## To do
Can you copy out every record below verbatim, omitting the pictures?

## Supplied material
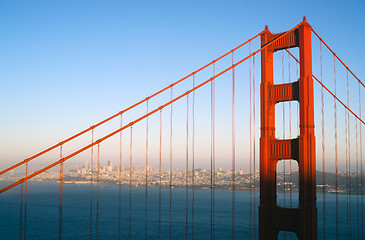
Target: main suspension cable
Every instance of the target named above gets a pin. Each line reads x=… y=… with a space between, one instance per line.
x=130 y=183
x=233 y=152
x=159 y=178
x=187 y=169
x=21 y=211
x=254 y=145
x=25 y=202
x=250 y=83
x=335 y=55
x=212 y=117
x=130 y=107
x=336 y=156
x=323 y=151
x=150 y=113
x=170 y=210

## Task answer
Target: main suspension cable
Every instance of the target named above gets a pin. Each line reads x=… y=… with a space between, one instance per line.
x=130 y=183
x=233 y=152
x=159 y=178
x=187 y=169
x=21 y=211
x=254 y=145
x=25 y=202
x=250 y=83
x=335 y=55
x=212 y=117
x=130 y=107
x=336 y=156
x=323 y=151
x=150 y=113
x=170 y=210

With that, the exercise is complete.